* **PROBLEM REQUIREMENTS**: Please rewrite the records from the start up to and including the line that contains "[[[33,203],[24,192],[0,188],[0,277],[13,278],[28,249]]]". Change "top-left corner" to "upper-left corner" and leave everything else unchanged.
━━━━━━━━
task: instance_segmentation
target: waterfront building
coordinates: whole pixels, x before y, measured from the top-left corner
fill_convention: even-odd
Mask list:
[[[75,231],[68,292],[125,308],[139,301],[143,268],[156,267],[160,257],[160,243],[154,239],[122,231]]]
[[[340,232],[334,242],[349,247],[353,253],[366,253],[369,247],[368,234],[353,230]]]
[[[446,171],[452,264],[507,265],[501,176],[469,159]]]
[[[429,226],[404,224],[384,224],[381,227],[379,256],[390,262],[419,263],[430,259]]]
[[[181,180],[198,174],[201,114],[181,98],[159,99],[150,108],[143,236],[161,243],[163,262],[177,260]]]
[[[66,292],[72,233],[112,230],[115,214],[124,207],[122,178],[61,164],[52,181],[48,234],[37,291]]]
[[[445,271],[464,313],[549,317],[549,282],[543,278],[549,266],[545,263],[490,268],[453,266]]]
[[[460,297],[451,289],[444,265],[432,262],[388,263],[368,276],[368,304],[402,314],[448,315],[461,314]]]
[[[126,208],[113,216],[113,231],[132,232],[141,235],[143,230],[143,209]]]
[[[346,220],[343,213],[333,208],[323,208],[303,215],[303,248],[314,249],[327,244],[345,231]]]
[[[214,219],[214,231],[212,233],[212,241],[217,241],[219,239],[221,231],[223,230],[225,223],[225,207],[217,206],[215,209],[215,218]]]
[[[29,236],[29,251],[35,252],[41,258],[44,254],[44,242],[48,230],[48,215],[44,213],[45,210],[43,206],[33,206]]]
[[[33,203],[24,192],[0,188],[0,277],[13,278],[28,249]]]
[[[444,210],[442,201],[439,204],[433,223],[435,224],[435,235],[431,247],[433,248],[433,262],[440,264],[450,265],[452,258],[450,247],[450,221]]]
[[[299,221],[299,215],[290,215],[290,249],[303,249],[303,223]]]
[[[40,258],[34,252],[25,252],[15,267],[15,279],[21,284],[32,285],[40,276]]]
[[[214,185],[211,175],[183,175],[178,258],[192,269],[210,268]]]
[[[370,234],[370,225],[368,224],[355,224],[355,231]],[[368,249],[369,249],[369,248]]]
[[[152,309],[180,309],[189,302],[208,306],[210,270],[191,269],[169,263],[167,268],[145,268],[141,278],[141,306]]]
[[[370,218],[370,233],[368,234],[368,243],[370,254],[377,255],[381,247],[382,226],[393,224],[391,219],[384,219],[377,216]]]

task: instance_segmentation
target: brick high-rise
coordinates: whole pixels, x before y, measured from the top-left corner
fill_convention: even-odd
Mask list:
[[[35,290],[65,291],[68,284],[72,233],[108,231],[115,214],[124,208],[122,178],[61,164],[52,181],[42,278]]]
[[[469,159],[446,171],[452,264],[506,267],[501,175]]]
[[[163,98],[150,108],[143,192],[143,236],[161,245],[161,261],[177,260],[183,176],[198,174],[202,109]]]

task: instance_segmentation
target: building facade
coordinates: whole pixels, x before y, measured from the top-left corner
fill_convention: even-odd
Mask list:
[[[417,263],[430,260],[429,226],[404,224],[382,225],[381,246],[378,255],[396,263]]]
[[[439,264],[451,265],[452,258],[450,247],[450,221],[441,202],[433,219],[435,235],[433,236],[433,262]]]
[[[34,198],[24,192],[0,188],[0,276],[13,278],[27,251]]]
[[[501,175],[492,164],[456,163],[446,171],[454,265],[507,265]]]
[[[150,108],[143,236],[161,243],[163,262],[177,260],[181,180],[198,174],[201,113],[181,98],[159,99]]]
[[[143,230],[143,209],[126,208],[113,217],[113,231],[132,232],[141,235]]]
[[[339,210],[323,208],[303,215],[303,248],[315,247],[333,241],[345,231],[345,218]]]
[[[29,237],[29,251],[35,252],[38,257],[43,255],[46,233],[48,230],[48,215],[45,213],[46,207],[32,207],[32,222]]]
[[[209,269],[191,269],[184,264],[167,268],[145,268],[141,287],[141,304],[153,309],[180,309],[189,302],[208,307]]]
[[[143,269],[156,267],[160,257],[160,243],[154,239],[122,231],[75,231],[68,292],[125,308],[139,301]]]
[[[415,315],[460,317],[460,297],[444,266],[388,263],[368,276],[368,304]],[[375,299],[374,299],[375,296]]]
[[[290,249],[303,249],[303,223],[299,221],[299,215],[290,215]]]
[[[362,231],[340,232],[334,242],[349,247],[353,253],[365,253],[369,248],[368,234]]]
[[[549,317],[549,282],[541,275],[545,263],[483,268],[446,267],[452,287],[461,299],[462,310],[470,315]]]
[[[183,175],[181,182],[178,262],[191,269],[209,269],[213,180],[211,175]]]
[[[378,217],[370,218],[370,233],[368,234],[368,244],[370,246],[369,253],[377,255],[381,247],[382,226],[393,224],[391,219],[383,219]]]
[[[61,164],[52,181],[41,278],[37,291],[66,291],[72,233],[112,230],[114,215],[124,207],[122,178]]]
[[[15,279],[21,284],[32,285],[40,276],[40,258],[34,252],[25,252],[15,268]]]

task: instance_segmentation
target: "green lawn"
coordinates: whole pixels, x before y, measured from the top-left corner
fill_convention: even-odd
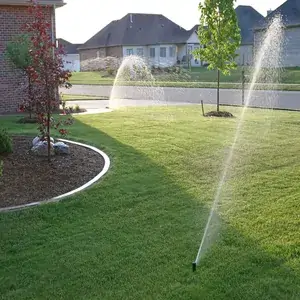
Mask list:
[[[233,70],[230,76],[221,75],[221,88],[240,89],[242,69]],[[250,78],[251,68],[246,68],[246,75]],[[91,84],[91,85],[134,85],[144,86],[147,84],[161,87],[198,87],[198,88],[215,88],[216,72],[207,68],[192,68],[191,72],[186,71],[181,74],[165,73],[155,75],[155,82],[147,83],[141,81],[122,81],[121,79],[114,82],[114,77],[104,72],[77,72],[71,77],[72,84]],[[300,91],[300,68],[283,69],[279,79],[280,84],[260,84],[258,89],[276,89],[286,91]],[[247,85],[246,85],[247,87]]]
[[[199,106],[76,117],[70,138],[111,169],[72,199],[0,214],[0,298],[299,300],[297,112],[248,110],[218,236],[191,270],[241,112],[227,109],[237,118]],[[35,134],[14,121],[1,126]]]

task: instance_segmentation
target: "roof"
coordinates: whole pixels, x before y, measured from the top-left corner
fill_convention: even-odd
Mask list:
[[[163,15],[127,14],[112,21],[79,49],[124,45],[155,45],[185,43],[190,31]]]
[[[40,5],[56,5],[57,7],[64,6],[64,0],[39,0]],[[30,5],[29,0],[0,0],[0,5]]]
[[[82,44],[72,44],[64,39],[57,39],[58,44],[65,48],[66,54],[78,54],[78,48]]]
[[[300,24],[300,1],[287,0],[266,17],[266,23],[269,23],[276,15],[282,16],[286,26]]]
[[[241,30],[242,45],[254,43],[254,28],[264,23],[264,16],[252,6],[239,5],[235,9],[238,24]]]

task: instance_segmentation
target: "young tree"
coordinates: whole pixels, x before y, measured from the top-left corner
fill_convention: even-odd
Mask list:
[[[29,53],[31,49],[30,37],[26,34],[17,35],[12,41],[6,46],[5,55],[8,60],[14,65],[15,68],[20,70],[27,78],[26,90],[28,93],[27,99],[20,105],[21,111],[27,111],[29,118],[32,118],[34,112],[34,90],[33,83],[29,76],[28,67],[32,63],[32,58]]]
[[[241,43],[240,29],[234,10],[236,0],[204,0],[199,4],[198,37],[203,47],[194,55],[217,70],[217,111],[220,109],[220,73],[229,75],[236,68],[236,50]]]
[[[32,47],[29,51],[31,64],[27,72],[38,90],[35,110],[41,138],[48,144],[48,161],[50,162],[51,128],[58,129],[62,135],[65,135],[67,131],[60,127],[70,125],[72,120],[68,118],[55,121],[53,118],[53,113],[59,107],[58,87],[68,86],[71,73],[64,70],[64,50],[62,47],[57,48],[53,40],[51,24],[45,17],[47,9],[49,10],[50,7],[43,8],[32,1],[32,5],[29,6],[32,21],[25,24],[24,32],[30,36],[31,40]],[[48,14],[50,14],[49,11]]]

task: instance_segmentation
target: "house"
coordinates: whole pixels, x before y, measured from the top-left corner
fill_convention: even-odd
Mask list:
[[[189,51],[200,47],[195,28],[185,30],[163,15],[127,14],[112,21],[79,47],[81,63],[106,56],[143,57],[151,66],[185,64]],[[192,59],[192,65],[201,62]]]
[[[254,47],[258,51],[264,37],[266,27],[271,20],[277,16],[282,16],[284,29],[284,48],[281,55],[282,67],[300,66],[300,1],[287,0],[276,10],[269,12],[265,18],[263,26],[257,27],[254,34]]]
[[[63,58],[64,69],[71,72],[80,72],[80,56],[78,47],[81,44],[72,44],[64,39],[57,39],[57,44],[62,45],[66,52],[66,55]]]
[[[241,30],[241,46],[237,51],[236,62],[238,65],[252,65],[254,28],[263,24],[265,18],[252,6],[239,5],[235,12]]]
[[[253,28],[264,17],[251,6],[243,5],[236,8],[236,14],[242,35],[237,63],[250,65],[253,61]],[[188,58],[191,66],[203,66],[204,61],[191,55],[193,50],[200,47],[198,26],[185,30],[163,15],[127,14],[109,23],[80,46],[80,61],[83,64],[107,56],[123,58],[138,55],[151,66],[186,65]]]
[[[41,5],[50,5],[47,19],[51,22],[51,32],[55,41],[55,9],[63,6],[63,0],[40,0]],[[7,43],[21,32],[23,23],[30,21],[27,0],[0,0],[0,113],[15,112],[23,100],[25,76],[12,70],[5,58]]]

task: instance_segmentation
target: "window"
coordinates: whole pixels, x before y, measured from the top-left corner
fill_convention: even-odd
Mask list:
[[[175,57],[175,54],[176,54],[176,49],[174,46],[172,47],[169,47],[169,56],[170,57]]]
[[[136,49],[136,54],[138,56],[144,56],[144,49],[143,48],[137,48]]]
[[[126,55],[127,56],[133,55],[133,49],[126,49]]]
[[[167,48],[166,47],[160,48],[160,57],[167,57]]]
[[[155,48],[150,48],[150,57],[151,58],[155,57]]]

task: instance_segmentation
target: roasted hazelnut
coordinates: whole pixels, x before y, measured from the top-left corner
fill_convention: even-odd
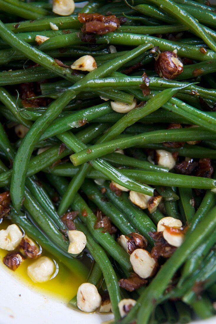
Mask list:
[[[160,77],[171,79],[183,72],[183,65],[176,53],[164,51],[159,55],[155,68],[156,73]]]
[[[3,262],[9,269],[15,271],[24,260],[25,259],[20,253],[11,252],[5,257]]]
━━━━━━━━
* **ANSWER BELOW**:
task: instance_segmentation
target: waterfront building
coordinates: whole pixels, x before y, measured from the upper-left corner
fill_convention: even-odd
Mask list:
[[[75,231],[68,292],[125,308],[139,301],[143,268],[156,267],[160,257],[160,243],[154,239],[122,231]]]
[[[340,232],[334,242],[349,247],[353,253],[366,253],[369,247],[368,234],[353,230]]]
[[[446,171],[452,264],[507,265],[501,176],[469,159]]]
[[[429,226],[404,224],[384,224],[381,227],[379,256],[390,262],[419,263],[430,259]]]
[[[181,180],[198,174],[201,114],[181,98],[159,99],[150,108],[143,236],[161,243],[163,262],[177,260]]]
[[[66,292],[72,233],[112,230],[115,214],[124,207],[122,178],[61,164],[52,181],[48,234],[37,291]]]
[[[445,271],[464,313],[549,317],[549,282],[543,278],[549,266],[545,263],[490,268],[453,266]]]
[[[460,297],[451,289],[444,265],[432,262],[388,263],[368,276],[368,304],[402,314],[448,315],[461,314]]]
[[[126,208],[113,216],[113,231],[132,232],[141,235],[143,230],[143,209]]]
[[[346,220],[343,213],[333,208],[323,208],[303,215],[303,248],[314,249],[327,244],[345,231]]]
[[[214,219],[214,231],[212,233],[212,241],[217,241],[219,239],[221,231],[223,230],[225,223],[225,207],[217,206],[215,209],[215,218]]]
[[[29,236],[29,251],[35,252],[41,258],[44,254],[44,242],[48,230],[48,215],[44,213],[45,210],[43,206],[33,206]]]
[[[33,203],[24,192],[0,188],[0,277],[13,278],[28,249]]]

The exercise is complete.